▶ _DO THIS_
Please rewrite the material below, replacing every "Point out each one with a dot" with "Mark each one with a dot" and leaving everything else unchanged.

▶ _Labeled-object pointing entries_
--- Begin ---

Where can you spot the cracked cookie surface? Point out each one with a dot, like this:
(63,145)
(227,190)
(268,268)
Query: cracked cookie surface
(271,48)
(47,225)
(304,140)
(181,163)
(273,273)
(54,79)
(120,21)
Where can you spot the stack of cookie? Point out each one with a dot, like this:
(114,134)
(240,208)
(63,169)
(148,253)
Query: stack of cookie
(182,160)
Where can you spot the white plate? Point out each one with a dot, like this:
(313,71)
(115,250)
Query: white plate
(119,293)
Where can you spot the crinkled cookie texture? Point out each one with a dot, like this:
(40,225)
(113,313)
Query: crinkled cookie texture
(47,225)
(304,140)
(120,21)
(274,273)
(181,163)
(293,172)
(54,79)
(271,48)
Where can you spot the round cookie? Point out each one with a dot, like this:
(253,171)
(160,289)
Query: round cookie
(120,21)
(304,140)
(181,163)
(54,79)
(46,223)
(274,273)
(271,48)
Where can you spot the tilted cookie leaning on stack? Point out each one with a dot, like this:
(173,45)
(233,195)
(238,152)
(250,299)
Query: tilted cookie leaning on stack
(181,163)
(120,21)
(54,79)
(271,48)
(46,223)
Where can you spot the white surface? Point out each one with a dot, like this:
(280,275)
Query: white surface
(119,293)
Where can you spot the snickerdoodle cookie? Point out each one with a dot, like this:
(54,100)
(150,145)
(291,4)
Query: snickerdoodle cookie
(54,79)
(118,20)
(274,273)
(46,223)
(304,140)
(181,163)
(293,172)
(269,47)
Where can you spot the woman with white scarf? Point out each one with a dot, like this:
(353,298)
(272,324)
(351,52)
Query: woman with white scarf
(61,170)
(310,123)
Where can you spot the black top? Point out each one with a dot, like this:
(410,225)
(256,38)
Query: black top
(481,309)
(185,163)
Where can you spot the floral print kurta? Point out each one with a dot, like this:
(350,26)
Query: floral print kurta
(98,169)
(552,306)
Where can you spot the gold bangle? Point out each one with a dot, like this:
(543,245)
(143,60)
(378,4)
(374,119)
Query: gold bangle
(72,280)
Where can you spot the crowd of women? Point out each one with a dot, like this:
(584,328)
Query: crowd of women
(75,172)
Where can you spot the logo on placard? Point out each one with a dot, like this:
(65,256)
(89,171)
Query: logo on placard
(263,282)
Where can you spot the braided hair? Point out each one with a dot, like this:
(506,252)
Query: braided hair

--- End ---

▶ _WRITTEN RESPONSE_
Where can you spot the cracked cookie surface? Mark each one with a dot, like this:
(63,145)
(227,190)
(268,268)
Query: cracked cookie surface
(271,48)
(47,225)
(304,140)
(181,163)
(273,273)
(54,79)
(120,21)
Where can you spot the stack of cookie? Mark each one with a dot, like this:
(114,134)
(240,208)
(63,169)
(148,253)
Query: stack of cookie
(182,160)
Where can you spot the white plate? Mark each one with a dot, like this:
(313,71)
(115,250)
Query: white plate
(119,293)
Where can you spot the crinkled cookie texture? Mark each one with a dot, like this:
(40,225)
(113,313)
Query: crinkled cookie texture
(47,225)
(304,140)
(120,21)
(274,273)
(181,163)
(293,172)
(54,79)
(271,48)
Where can you spot the round cookie? Mark each one with a dot, like this:
(253,171)
(160,289)
Query: round cookie
(120,21)
(304,140)
(181,163)
(54,79)
(46,223)
(274,273)
(271,48)
Where can you spot the tilted cookie leaning on stack? Mark each one with a dot, like this:
(173,45)
(233,195)
(238,152)
(250,299)
Query: tilted cookie leaning on stack
(181,163)
(120,21)
(54,79)
(271,48)
(46,223)
Where can you spot the white surface? Mark each one with a dot, like this:
(280,275)
Query: white surface
(119,293)
Where can you spot the snickerdoodle cookie? Mark each one with a dot, like this:
(54,100)
(150,145)
(291,4)
Query: snickerdoodle cookie
(54,79)
(118,20)
(274,273)
(46,223)
(304,140)
(181,163)
(293,172)
(269,47)
Where can you spot the woman with white scarf? Mark each one with a dot, like this:
(353,298)
(272,324)
(351,52)
Query: woman with white scarf
(61,170)
(310,123)
Where can you spot the black top? Mark each one with a dot, like this:
(410,225)
(256,38)
Query: black top
(481,309)
(185,163)
Where can you spot the floral print kurta? Mark each one with a dot, like this:
(350,26)
Query: floral print kurta
(98,169)
(552,306)
Where can you spot the gold bangle? Mark each one with a dot, like this:
(543,245)
(143,60)
(378,4)
(374,119)
Query: gold bangle
(72,280)
Where can you spot the crowd of women? Mark each one with a dot, like this:
(584,328)
Query: crowd of women
(75,172)
Where can you spot the logo on placard? Mark each one with a dot, like this:
(65,256)
(89,171)
Query: logo on placard
(263,282)
Where can you spot the braided hair? Mark each one with a dot, like this:
(506,252)
Query: braided hair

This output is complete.